## EXTRACTED TEXT:
****

Fourteen killed in new Chechnya suicide bombing

A woman suicide bomber blew herself up at a crowded Muslim festival in Russia's rebel Chechnya yesterday in the second such attack this week, killing at least 14 people and wounding scores of others. The latest suicide bombing by Chechen independence...

A woman suicide bomber blew herself up at a crowded Muslim festival in Russia's rebel Chechnya yesterday in the second such attack this week, killing at least 14 people and wounding scores of others.

The latest suicide bombing by Chechen independence rebels, apparently an attempt to assassinate the region's most senior pro-Moscow figure, followed a truck bomb at government offices in the north of the territory on Monday which killed 59.

Chechen Emergencies Minister Ruslan Avtayev, denying earlier reports of 30 killed, said the death toll stood at 14 - seven killed on the spot in the blast and seven dying later in hospital.

A total of 145 people were wounded, of whom 45 were in a serious condition, the regional emergencies ministry said.

The attack dealt a further setback to President Vladimir Putin's plans to end 10 years of separatist conflict in Chechnya as he prepared to sit down with visiting US Secretary of State Colin Powell for talks on fighting terrorism and other issues.

Greeting Powell, who arrived from Riyadh where suicide bombers killed 34 people on Monday, President Putin said grimly:

"We have again been confronted with manifestations of terrorism: the terrorist act in Saudi Arabia and two terrorist acts in Chechnya. The latest took place today."

The woman staged her mid-afternoon attack at a festival near the town of Iliskhan-Yurt, east of the regional capital Grozny, marking the birthday of the prophet Mohammad.

****

Natural language region descriptions
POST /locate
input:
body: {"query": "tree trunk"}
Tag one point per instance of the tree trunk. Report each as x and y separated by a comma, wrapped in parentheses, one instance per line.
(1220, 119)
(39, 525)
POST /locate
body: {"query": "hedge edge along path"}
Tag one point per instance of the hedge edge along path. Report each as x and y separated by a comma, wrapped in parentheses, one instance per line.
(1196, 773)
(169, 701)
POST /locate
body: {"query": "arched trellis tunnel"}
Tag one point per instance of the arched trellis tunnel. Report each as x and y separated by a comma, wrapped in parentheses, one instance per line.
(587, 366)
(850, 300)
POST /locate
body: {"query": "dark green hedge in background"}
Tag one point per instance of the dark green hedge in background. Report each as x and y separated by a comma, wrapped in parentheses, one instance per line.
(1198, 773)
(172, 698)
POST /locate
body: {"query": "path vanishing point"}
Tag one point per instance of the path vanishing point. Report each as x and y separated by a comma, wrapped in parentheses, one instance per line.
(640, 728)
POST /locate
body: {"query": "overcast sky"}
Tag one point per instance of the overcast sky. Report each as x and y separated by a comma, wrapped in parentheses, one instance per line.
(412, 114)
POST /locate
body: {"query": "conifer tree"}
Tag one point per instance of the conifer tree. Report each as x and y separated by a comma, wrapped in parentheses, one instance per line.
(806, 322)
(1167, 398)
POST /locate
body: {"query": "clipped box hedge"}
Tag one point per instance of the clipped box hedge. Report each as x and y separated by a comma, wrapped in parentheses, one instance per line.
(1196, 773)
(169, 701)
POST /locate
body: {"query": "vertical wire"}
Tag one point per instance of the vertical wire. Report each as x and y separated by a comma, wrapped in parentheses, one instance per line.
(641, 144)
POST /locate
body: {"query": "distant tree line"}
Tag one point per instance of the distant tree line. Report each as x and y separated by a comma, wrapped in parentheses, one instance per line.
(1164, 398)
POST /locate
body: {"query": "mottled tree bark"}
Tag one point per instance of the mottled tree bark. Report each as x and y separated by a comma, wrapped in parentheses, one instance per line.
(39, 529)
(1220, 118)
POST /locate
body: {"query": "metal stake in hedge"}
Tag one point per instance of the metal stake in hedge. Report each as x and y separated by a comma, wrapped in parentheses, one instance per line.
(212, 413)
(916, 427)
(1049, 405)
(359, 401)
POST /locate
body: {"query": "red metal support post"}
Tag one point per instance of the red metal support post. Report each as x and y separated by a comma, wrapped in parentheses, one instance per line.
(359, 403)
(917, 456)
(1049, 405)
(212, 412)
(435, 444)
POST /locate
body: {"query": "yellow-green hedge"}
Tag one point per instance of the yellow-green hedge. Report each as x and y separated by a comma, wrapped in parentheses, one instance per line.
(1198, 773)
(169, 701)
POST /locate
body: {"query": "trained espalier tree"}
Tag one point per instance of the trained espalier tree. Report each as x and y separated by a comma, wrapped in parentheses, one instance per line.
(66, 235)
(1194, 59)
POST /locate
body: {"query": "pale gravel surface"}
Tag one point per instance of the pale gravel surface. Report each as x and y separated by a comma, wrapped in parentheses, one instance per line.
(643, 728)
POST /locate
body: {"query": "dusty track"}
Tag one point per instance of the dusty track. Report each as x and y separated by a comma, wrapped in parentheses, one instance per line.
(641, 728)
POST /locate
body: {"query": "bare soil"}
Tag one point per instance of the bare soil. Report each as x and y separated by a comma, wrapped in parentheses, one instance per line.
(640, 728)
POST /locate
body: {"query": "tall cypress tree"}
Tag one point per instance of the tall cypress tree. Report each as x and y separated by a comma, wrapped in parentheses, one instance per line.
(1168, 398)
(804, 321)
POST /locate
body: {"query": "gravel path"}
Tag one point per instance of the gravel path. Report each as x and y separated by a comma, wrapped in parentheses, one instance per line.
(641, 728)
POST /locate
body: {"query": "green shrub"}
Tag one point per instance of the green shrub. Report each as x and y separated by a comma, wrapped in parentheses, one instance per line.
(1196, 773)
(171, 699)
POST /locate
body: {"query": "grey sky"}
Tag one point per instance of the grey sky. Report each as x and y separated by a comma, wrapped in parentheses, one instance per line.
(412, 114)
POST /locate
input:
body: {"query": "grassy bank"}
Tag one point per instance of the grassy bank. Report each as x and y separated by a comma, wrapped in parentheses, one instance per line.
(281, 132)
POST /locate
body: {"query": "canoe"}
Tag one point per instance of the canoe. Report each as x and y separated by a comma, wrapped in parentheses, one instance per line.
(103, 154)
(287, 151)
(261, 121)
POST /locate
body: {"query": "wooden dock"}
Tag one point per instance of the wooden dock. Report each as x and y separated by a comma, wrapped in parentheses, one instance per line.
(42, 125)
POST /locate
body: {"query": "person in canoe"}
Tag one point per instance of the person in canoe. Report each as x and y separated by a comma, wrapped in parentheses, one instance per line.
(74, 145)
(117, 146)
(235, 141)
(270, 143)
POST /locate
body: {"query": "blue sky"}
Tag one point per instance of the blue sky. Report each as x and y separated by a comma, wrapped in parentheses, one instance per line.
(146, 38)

****

## REQUIRED ACTION:
List every person named in the news report on the Chechnya suicide bombing.

## ANSWER BELOW:
Ruslan Avtayev, Vladimir Putin, Colin Powell, the prophet Mohammad